_QUOTED PASSAGE_.
Authorities insist that the insecticides used there should have little or no effect on butterflies — saying ”The insecticide lasts for just a few hours before degradation or evaporation” — but research suggests otherwise. Anecdotal observations of adverse effects abound on the Internet, including an account on this page from the EPA's own website:
"A municipality was sprayed with permethrin and piperonyl butoxide. Several hours after application, residents began noticing hundreds to thousands of dead butterflies (mostly monarch). Analysis showed 20 – 37 ppm permethrin in butterfly samples. Minnesota, 8/23/2000."
Could nationwide spraying over the past decade be a major factor in a monarch population decline that spans almost exactly the same time frame? Could unprecedented wide-spread spraying in Texas in the fall of 2012 explain the near complete lack of monarchs in their northern range in 2013?

_RECORDED DATA_.
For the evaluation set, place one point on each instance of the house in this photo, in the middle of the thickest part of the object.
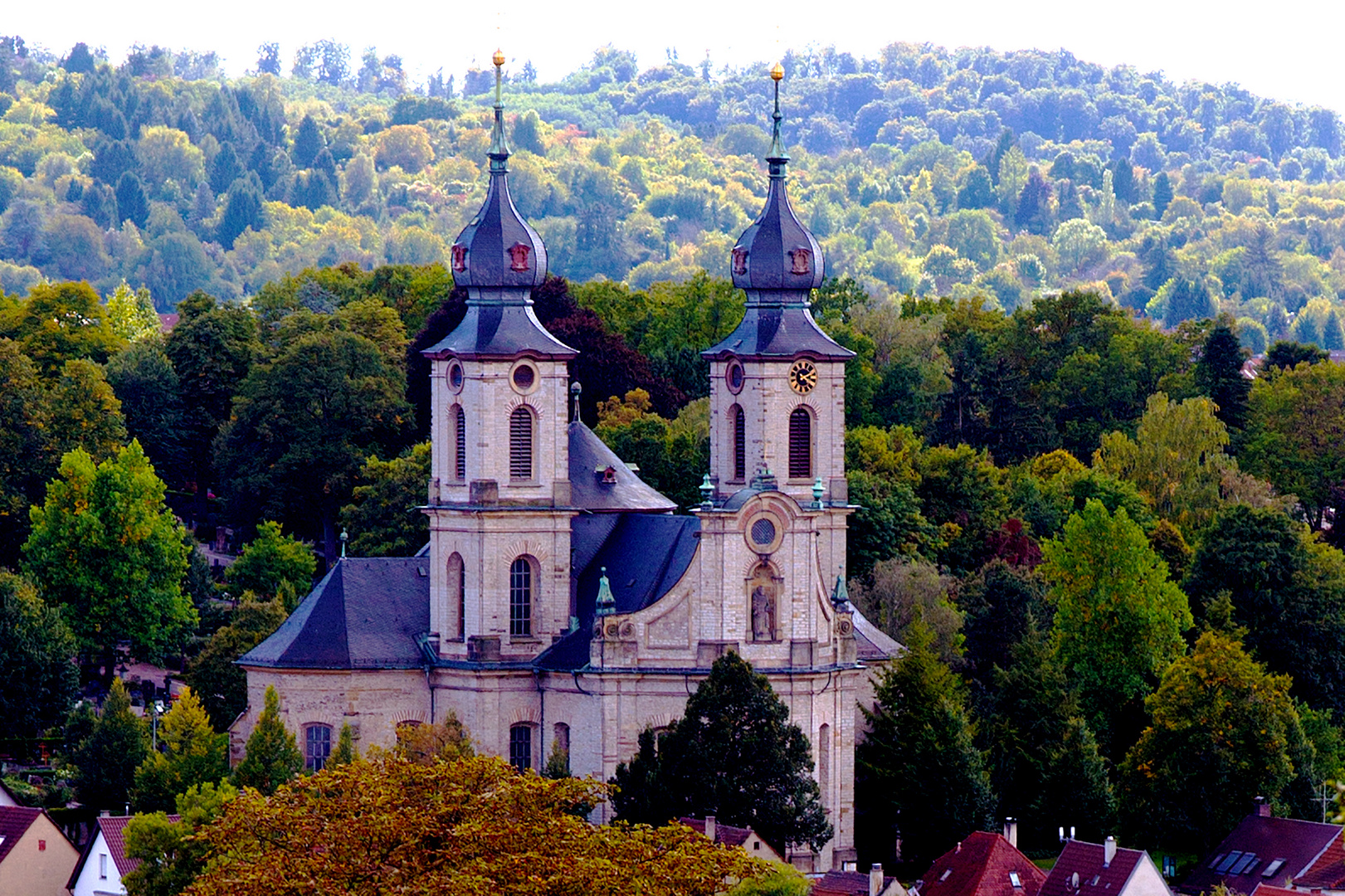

_INSTRUCTIONS FOR THE TASK_.
Rewrite the passage on insecticides and butterflies starting at "Could nationwide spraying" and ending at "range in 2013?", replacing each "spraying" with "pesticide application".

_THE COMPLETED TASK_.
Could nationwide pesticide application over the past decade be a major factor in a monarch population decline that spans almost exactly the same time frame? Could unprecedented wide-spread pesticide application in Texas in the fall of 2012 explain the near complete lack of monarchs in their northern range in 2013?